◆ Task description: Write out nothing except the lines of the entries below, from the first through the one containing "rough mask: <svg", exactly and without pictures.

Stored items
%%
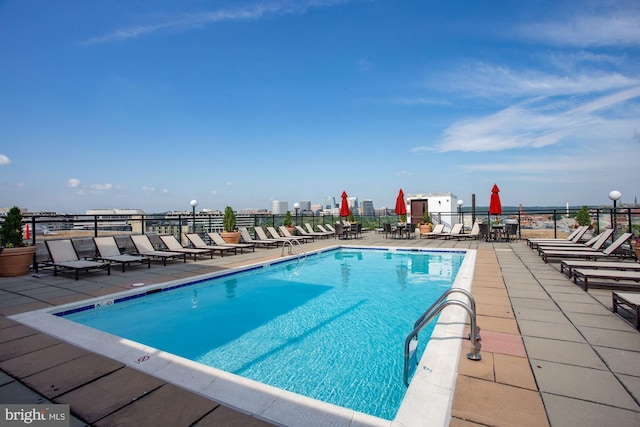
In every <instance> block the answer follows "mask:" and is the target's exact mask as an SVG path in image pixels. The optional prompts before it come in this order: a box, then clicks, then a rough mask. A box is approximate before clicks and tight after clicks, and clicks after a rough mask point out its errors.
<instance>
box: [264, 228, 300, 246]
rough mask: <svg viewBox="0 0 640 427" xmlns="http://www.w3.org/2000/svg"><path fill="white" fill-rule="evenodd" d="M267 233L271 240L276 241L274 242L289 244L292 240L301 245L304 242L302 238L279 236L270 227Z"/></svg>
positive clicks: (274, 231)
mask: <svg viewBox="0 0 640 427" xmlns="http://www.w3.org/2000/svg"><path fill="white" fill-rule="evenodd" d="M267 231H268V232H269V234H270V235H271V237H272V238H273V239H276V240H278V239H283V241H285V242H291V241H293V240H295V241H297V242H298V243H303V242H304V239H303V238H302V237H293V236H291V235H289V236H288V237H285V236H281V235H280V234H278V232H277V231H276V229H275V228H273V227H271V226H269V227H267ZM288 231H289V230H287V232H288Z"/></svg>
%%
◆ Solution:
In every <instance> block the answer follows "mask:" and is the target's exact mask as an SVG path in image pixels. The optional prompts before it come in this order: a box, then clicks, then a rough mask. A box is approximate before clicks and tight after clicks, and clicks after a rough mask point out its errors.
<instance>
box: [264, 228, 300, 246]
rough mask: <svg viewBox="0 0 640 427" xmlns="http://www.w3.org/2000/svg"><path fill="white" fill-rule="evenodd" d="M267 233L271 240L276 241L274 242L289 244L292 240L301 245L304 242L302 238L279 236L270 227Z"/></svg>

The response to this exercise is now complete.